Categories: News, Newsletter, Newsletter Issue 2018:4

An interview with the new editorial board of the American Journal of Health Economics

By David Slusky

Why did you want to / agree to be an AJHE editor?

Tom Buchmueller [AJHE Editor-in-Chief]: I have been a big fan of the journal since it was established. Given how rapidly the field has grown in size and prominence, there was definitely room in the market for another high quality health economics journal. My impression of the journal became even more positive when I submitted a paper (co-authored with Lara Shore-Sheppard and Sean Orzol). Frank Sloan was a very hands-on, constructive editor and the whole process was very author-friendly.

Marianne Bitler [AJHE Co-Editor]: For me, I felt that it was a chance to try to raise the profile of a relatively new society journal which Frank Sloan had already made great advances with while also exposing myself to a bigger share of health economics papers among those that I handle as an editor.

Mireille Jacobson [AJHE Co-Editor]: I am excited to work with such a great group of editors and to see so many interesting health economics papers out there.

Keith Marzilli Ericson [AJHE Co-Editor]: I’m interested in helping shape the direction that health economics is going as a field. Editors not only select papers, but also provide authors—especially junior authors—with advice. In my career, I’ve appreciated the detailed feedback I’d get from some journal editors on my papers, and I want to help pass that along to others.

How do you think this will be different than previous editor experiences?

Marianne: I think it will be different from some of my previous editorial experience because that has been at broader journals, and was less focused on health economics than this will be.

Keith: I think there are opportunities to experiment with new innovations in how we publish. Our editorial mandate is not merely to do what we’ve been doing (and do it well), but experiment with new ideas. For instance, we’ve experimented with a policy where authors can submit reviewer reports and editor decision letters from other journals for expedited review.

Where do you see AJHE in 5 years?

Marianne: I hope we have raised the profile of AJHE.

Tom: I would like AJHE to be considered the top journal in the field.

Keith: We are aiming to be the top health economics field journal.

What kinds of articles has AJHE lacked to far that you’d love to see?

Marianne: I would like to see more papers about non-US settings.

Tom: I agree with Marianne: I want to be able to attract the best health economics papers from all over, not just the US. The key word in our title is Economics, not American. If a paper is on an important topic, is strongly grounded in economic theory and uses rigorous econometric methods, it is suitable for the AJHE.

Keith: I don’t think the AJHE has been lacking, but I’m always excited to see papers related to my interests in healthcare markets and connections between behavioral economics and health.

What are you particularly proud of about AJHE’s peer review and editorial process?

Tom: Frank and our managing editor, Lindsey Kozecke, did an excellent job of managing the process to ensure a very rapid turn-around. We are committed to maintaining that great record.

_Data under study_
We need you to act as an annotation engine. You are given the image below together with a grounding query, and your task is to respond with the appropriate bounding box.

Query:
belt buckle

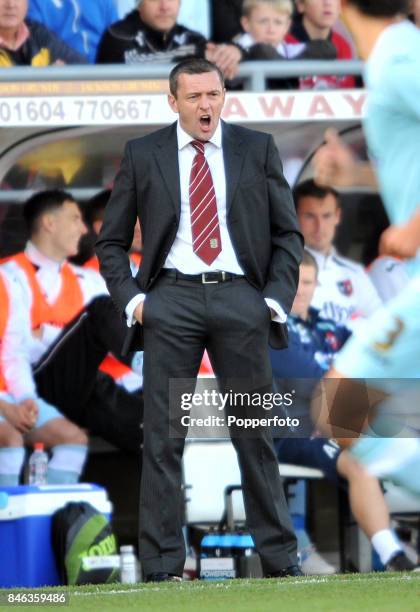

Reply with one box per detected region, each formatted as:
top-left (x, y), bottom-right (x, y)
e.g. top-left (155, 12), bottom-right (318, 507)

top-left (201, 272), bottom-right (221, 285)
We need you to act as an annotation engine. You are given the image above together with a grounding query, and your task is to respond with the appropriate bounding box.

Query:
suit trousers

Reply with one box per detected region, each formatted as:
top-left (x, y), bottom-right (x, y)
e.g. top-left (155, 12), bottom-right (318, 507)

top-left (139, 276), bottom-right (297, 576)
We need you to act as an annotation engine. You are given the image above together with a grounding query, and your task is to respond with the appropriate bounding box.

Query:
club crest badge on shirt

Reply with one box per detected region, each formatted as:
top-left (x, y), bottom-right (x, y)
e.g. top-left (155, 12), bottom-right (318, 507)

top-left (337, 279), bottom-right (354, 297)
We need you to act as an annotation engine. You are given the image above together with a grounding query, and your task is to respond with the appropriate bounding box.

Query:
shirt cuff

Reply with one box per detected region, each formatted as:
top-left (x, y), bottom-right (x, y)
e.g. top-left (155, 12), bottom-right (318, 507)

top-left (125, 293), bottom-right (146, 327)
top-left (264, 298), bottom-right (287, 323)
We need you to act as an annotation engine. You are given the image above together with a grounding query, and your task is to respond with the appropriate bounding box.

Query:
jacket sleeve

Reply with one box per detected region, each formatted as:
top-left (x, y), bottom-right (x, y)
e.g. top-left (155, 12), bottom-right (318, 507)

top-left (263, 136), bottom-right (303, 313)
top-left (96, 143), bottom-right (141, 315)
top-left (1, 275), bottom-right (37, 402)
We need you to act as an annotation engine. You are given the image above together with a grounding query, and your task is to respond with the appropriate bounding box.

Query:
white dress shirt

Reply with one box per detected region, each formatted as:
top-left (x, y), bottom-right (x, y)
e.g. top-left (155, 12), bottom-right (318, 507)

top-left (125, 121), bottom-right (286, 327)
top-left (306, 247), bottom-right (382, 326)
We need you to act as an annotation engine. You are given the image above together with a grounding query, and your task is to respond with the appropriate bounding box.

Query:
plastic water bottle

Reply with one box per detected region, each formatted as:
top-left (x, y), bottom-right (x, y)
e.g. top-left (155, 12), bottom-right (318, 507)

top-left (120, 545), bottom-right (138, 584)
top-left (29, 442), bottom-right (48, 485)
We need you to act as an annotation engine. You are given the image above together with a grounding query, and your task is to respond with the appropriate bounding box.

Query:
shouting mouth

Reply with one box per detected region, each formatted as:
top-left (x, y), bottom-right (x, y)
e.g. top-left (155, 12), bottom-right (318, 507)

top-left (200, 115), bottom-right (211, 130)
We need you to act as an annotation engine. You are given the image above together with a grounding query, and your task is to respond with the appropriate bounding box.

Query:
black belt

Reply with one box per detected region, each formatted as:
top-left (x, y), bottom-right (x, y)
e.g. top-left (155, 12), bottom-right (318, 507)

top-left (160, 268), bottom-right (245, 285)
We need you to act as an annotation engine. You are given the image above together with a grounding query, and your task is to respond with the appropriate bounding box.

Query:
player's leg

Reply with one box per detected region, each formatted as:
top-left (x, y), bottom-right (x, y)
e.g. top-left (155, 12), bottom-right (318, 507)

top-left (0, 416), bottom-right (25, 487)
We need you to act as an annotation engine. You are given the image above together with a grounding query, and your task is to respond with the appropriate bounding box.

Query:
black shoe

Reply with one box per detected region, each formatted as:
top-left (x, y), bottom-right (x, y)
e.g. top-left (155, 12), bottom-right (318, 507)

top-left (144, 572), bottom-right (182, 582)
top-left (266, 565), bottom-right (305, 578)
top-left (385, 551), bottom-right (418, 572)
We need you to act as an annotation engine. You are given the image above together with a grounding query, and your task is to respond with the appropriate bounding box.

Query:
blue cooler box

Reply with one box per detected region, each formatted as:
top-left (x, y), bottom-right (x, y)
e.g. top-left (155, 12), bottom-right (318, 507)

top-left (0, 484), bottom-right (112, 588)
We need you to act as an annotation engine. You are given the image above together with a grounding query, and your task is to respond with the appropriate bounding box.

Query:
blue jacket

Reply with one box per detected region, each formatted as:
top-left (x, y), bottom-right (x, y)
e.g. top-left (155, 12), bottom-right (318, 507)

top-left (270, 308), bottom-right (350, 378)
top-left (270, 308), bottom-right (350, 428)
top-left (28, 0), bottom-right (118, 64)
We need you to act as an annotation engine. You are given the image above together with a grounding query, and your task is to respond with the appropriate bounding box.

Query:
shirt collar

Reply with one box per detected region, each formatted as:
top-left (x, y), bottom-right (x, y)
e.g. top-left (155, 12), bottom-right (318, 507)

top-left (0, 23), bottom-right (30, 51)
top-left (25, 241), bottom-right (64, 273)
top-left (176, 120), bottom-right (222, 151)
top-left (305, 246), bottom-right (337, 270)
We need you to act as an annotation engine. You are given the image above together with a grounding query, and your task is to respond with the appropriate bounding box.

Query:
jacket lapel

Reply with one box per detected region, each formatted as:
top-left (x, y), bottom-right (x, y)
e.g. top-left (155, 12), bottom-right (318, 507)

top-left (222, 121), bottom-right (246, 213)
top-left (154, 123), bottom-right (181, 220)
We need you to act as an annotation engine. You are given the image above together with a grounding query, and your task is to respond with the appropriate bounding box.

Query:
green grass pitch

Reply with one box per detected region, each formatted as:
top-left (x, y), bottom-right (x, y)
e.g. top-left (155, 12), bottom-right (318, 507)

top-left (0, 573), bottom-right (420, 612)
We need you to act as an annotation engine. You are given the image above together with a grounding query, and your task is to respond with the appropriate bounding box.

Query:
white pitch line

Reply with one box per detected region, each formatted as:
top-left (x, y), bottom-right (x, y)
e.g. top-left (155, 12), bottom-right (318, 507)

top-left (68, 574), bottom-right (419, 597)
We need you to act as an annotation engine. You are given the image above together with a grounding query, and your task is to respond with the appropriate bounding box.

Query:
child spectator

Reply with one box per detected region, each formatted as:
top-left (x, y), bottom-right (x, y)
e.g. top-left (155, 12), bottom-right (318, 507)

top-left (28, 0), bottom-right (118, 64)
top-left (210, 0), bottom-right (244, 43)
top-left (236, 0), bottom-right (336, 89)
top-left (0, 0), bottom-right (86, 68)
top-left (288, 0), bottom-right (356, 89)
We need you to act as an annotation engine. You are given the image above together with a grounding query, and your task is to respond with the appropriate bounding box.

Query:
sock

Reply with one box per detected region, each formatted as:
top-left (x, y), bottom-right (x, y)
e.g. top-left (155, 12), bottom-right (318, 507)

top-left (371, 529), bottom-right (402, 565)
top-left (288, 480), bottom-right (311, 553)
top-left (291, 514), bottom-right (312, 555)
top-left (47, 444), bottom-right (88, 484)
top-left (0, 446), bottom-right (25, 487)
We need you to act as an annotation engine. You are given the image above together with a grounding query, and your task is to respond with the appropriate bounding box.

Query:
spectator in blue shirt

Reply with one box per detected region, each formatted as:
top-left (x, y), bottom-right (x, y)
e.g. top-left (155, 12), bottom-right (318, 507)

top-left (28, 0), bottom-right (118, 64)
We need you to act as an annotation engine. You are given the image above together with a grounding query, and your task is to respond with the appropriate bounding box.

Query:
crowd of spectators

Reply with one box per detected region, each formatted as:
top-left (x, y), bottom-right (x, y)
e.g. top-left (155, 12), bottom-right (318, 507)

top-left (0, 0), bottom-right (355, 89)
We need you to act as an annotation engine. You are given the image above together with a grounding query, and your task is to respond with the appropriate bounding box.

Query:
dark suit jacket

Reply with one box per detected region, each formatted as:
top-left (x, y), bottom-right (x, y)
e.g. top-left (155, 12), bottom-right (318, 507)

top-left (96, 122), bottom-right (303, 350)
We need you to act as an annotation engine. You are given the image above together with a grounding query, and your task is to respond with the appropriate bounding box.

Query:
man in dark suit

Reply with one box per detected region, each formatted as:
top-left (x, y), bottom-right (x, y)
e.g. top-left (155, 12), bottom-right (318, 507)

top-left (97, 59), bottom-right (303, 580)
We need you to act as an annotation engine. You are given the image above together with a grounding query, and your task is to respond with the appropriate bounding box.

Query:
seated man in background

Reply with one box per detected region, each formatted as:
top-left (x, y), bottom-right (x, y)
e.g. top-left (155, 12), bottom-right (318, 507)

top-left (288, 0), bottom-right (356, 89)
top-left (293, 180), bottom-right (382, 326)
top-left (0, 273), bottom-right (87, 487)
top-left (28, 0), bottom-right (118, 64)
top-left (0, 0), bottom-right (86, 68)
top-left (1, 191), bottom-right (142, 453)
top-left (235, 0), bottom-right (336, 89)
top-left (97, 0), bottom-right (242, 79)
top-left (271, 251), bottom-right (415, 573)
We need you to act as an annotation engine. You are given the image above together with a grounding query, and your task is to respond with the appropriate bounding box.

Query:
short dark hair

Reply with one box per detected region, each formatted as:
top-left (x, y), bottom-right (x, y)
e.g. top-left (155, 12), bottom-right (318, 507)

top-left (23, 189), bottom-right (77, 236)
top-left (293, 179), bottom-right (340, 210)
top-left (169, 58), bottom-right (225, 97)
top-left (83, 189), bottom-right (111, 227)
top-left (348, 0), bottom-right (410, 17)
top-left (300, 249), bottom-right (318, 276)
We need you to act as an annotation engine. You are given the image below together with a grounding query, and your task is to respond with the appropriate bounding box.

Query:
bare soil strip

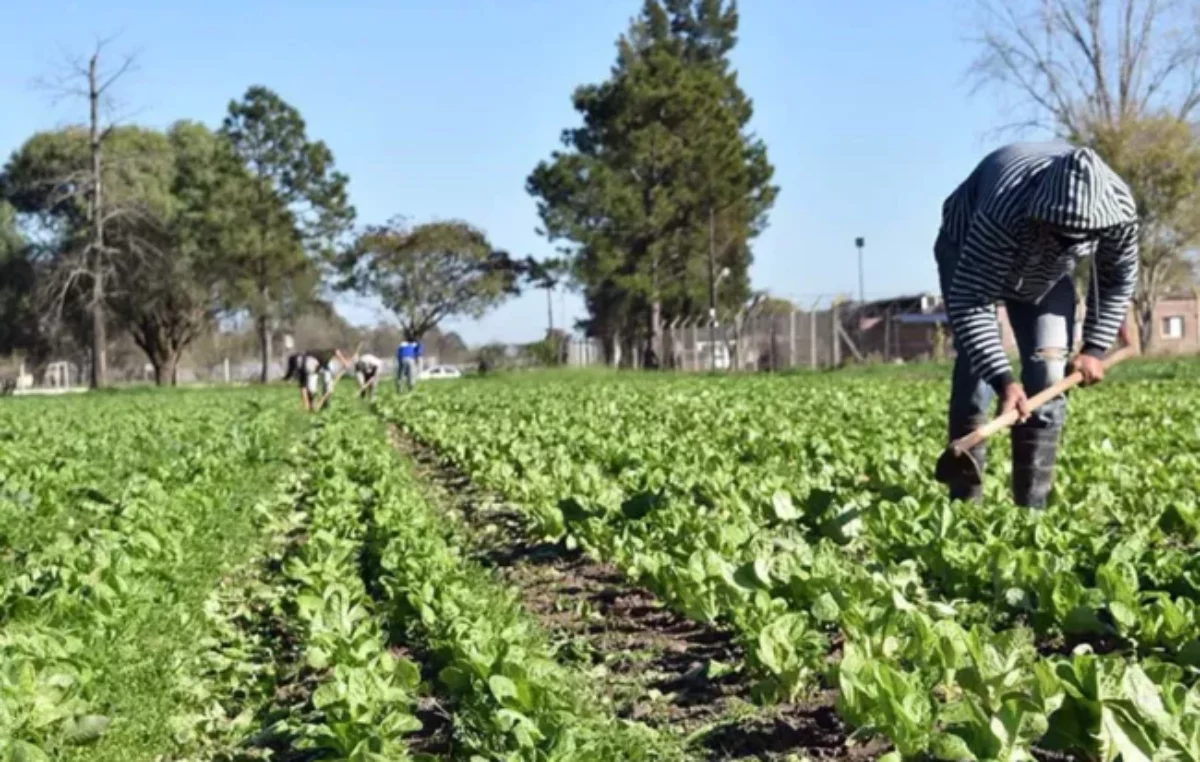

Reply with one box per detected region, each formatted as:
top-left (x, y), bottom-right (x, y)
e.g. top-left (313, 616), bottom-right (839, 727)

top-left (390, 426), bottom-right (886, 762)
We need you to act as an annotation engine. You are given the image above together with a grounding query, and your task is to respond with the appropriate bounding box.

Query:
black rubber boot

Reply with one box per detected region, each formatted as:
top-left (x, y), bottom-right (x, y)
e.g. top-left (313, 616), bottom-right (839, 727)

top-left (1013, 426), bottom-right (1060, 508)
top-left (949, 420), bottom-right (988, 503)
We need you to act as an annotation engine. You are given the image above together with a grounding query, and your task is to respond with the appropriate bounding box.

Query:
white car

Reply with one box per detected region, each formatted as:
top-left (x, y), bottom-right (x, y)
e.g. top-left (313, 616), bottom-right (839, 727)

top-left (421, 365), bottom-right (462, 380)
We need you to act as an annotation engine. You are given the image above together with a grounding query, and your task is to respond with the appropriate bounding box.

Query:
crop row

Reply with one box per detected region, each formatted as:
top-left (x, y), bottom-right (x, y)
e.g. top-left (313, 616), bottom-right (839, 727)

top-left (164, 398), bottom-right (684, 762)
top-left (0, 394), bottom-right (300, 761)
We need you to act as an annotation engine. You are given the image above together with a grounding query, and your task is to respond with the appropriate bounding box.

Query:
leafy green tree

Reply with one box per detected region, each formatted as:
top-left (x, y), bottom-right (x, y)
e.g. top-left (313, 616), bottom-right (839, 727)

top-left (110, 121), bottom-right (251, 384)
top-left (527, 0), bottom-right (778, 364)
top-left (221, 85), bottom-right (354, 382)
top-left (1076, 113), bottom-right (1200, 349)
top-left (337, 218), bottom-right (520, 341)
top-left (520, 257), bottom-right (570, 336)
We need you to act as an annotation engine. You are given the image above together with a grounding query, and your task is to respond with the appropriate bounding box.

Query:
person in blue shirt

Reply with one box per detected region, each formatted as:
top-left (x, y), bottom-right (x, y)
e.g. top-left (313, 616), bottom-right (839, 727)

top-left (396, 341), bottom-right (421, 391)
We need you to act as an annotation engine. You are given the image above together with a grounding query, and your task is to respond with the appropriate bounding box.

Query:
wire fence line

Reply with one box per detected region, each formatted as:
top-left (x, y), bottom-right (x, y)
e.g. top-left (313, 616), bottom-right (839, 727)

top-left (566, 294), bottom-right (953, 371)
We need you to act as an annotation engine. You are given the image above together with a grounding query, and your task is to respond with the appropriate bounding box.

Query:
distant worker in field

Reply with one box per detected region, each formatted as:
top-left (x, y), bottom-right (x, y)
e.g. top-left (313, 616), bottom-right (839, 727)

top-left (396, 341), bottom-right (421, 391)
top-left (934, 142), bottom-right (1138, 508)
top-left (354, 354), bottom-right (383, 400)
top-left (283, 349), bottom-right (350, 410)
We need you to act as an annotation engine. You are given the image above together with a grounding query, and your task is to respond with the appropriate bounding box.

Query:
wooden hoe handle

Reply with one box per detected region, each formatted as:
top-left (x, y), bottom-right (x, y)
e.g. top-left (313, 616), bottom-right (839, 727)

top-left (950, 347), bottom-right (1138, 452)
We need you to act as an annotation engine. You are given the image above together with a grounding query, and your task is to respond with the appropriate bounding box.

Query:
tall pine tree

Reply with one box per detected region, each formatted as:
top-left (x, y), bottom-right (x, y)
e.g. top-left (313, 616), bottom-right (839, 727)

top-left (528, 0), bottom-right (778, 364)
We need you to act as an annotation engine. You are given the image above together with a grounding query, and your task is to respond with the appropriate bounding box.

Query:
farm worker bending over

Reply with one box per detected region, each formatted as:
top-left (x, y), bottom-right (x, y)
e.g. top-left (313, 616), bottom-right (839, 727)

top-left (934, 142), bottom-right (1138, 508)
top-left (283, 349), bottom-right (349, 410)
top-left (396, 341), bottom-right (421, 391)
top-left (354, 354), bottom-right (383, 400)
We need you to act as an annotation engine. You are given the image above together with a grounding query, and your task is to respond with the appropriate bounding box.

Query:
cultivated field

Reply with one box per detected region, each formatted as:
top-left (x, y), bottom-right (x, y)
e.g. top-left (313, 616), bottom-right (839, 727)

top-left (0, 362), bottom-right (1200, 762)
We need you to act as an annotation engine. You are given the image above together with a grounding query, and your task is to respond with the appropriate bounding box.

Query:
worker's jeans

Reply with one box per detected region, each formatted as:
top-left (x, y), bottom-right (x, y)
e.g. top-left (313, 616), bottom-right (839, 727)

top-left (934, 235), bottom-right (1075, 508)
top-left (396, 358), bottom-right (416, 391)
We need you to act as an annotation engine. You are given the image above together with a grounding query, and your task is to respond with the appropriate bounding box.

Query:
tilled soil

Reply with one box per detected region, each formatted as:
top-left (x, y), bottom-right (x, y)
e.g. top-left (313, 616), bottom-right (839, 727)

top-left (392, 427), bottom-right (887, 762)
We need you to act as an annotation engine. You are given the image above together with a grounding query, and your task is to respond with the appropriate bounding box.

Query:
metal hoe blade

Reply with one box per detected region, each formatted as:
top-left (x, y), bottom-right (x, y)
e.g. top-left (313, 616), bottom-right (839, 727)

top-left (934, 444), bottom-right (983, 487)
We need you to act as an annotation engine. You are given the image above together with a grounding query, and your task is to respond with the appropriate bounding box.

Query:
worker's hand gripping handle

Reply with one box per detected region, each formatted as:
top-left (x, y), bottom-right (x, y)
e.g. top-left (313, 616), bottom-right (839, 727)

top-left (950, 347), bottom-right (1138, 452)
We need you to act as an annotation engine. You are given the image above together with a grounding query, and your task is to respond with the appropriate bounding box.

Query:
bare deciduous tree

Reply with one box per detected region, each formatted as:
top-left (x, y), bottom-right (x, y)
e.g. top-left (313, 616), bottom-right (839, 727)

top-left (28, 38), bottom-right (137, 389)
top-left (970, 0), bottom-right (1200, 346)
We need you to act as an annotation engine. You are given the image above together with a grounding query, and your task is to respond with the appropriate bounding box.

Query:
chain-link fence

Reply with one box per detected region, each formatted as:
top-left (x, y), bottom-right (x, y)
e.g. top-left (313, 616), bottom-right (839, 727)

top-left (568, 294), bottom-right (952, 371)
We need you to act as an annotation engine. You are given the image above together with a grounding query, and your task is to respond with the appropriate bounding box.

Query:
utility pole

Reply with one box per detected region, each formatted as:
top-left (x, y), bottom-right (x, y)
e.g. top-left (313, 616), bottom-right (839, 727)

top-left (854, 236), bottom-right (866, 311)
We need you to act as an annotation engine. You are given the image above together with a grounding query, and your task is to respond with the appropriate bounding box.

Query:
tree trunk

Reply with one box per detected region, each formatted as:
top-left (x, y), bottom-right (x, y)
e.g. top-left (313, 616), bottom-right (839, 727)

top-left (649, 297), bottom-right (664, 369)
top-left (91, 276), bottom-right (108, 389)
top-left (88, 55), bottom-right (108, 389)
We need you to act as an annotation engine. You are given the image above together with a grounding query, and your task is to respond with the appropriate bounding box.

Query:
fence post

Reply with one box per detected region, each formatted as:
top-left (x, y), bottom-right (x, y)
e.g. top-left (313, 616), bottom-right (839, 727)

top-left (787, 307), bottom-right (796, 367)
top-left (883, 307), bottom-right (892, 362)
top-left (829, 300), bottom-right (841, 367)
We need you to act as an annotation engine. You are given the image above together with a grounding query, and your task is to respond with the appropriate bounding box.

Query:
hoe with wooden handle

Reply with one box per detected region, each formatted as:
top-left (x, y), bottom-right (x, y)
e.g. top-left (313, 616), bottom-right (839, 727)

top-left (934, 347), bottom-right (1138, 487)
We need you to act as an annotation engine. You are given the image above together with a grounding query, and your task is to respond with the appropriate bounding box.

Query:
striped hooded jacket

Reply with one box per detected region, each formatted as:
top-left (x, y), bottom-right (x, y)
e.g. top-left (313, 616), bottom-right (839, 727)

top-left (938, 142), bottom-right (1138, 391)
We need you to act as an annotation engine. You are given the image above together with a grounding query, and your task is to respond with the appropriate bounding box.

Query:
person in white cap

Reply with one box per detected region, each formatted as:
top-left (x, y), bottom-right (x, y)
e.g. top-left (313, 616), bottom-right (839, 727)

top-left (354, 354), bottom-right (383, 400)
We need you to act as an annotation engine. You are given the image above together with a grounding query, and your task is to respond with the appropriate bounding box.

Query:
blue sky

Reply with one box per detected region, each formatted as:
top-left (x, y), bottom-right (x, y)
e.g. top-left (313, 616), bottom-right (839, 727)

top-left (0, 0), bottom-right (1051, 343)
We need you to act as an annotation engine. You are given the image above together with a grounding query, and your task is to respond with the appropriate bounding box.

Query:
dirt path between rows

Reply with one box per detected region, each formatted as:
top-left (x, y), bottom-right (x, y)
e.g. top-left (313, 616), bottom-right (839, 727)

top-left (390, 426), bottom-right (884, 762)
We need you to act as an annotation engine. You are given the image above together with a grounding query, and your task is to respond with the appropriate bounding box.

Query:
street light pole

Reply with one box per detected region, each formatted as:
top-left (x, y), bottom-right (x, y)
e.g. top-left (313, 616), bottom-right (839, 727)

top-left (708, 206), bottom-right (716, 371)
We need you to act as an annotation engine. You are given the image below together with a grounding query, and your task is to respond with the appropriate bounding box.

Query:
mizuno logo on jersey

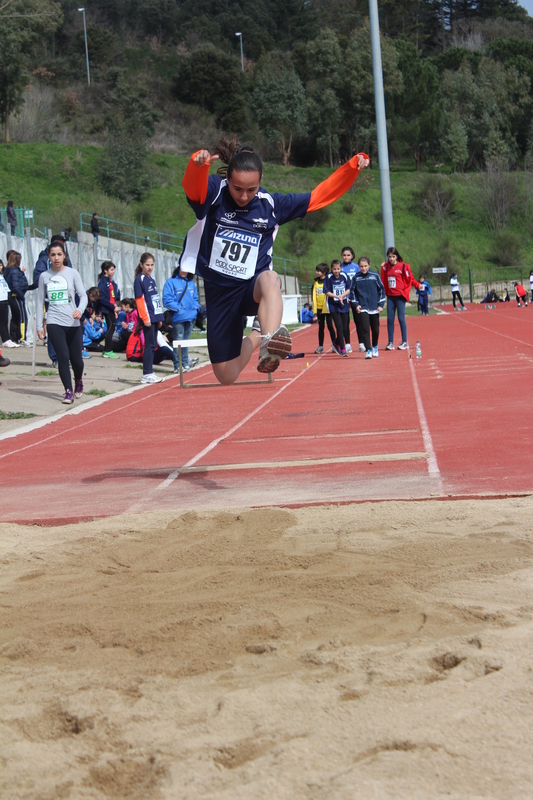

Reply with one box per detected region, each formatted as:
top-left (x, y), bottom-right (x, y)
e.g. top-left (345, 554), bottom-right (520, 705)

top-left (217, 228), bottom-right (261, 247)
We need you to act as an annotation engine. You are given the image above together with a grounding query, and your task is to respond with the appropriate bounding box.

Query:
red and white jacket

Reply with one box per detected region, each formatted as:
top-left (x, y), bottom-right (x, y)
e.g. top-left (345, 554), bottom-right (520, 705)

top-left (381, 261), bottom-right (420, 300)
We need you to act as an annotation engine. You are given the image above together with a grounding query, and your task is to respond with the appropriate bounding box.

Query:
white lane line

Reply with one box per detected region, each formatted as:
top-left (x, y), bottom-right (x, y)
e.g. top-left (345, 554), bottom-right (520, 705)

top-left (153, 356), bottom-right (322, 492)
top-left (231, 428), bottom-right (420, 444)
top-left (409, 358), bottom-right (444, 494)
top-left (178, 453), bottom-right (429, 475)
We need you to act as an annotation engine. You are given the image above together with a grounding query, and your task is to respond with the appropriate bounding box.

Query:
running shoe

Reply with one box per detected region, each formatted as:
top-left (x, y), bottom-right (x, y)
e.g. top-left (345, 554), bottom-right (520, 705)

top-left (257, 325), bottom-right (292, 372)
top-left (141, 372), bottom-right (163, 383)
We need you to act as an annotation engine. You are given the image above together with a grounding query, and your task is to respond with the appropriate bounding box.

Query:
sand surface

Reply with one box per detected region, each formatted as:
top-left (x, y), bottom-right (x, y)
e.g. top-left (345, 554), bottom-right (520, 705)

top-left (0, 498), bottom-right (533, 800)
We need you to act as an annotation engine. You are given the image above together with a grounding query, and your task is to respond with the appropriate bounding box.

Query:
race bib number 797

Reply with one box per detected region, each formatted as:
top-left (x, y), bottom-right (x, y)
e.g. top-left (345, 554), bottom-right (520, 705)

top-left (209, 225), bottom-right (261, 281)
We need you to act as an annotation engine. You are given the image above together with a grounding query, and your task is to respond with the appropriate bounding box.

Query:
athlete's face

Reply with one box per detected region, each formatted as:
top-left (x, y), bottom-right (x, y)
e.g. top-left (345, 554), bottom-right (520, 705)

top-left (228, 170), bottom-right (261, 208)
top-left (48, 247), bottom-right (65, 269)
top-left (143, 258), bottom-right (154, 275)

_Tasks for this exercise_
A - Extract the passage of the AJHE interview between "What kinds of" and "and editorial process?", inclusive, copying it word for word.
B - In the AJHE interview, who is named as the journal's managing editor?
Nothing in the rows matters for this work.

_Completed exercise_
A -
What kinds of articles has AJHE lacked to far that you’d love to see?

Marianne: I would like to see more papers about non-US settings.

Tom: I agree with Marianne: I want to be able to attract the best health economics papers from all over, not just the US. The key word in our title is Economics, not American. If a paper is on an important topic, is strongly grounded in economic theory and uses rigorous econometric methods, it is suitable for the AJHE.

Keith: I don’t think the AJHE has been lacking, but I’m always excited to see papers related to my interests in healthcare markets and connections between behavioral economics and health.

What are you particularly proud of about AJHE’s peer review and editorial process?

B - Lindsey Kozecke